>> START

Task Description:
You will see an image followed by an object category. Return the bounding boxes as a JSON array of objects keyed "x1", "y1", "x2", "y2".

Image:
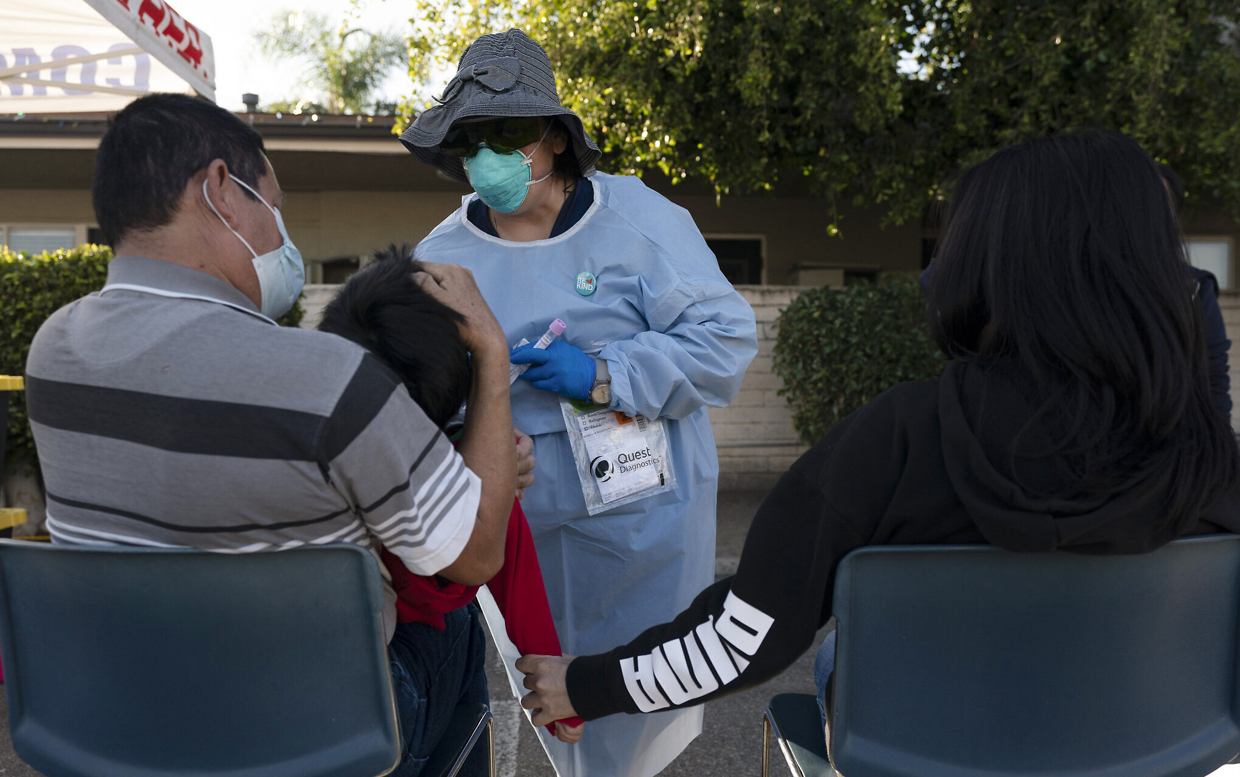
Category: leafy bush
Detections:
[
  {"x1": 0, "y1": 244, "x2": 303, "y2": 456},
  {"x1": 774, "y1": 276, "x2": 944, "y2": 444},
  {"x1": 0, "y1": 244, "x2": 112, "y2": 456}
]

>> END

> **AIM OF THE TASK**:
Count the lines that contain the word "objects" and give only the number.

> **SOLUTION TO THE PROBLEM**:
1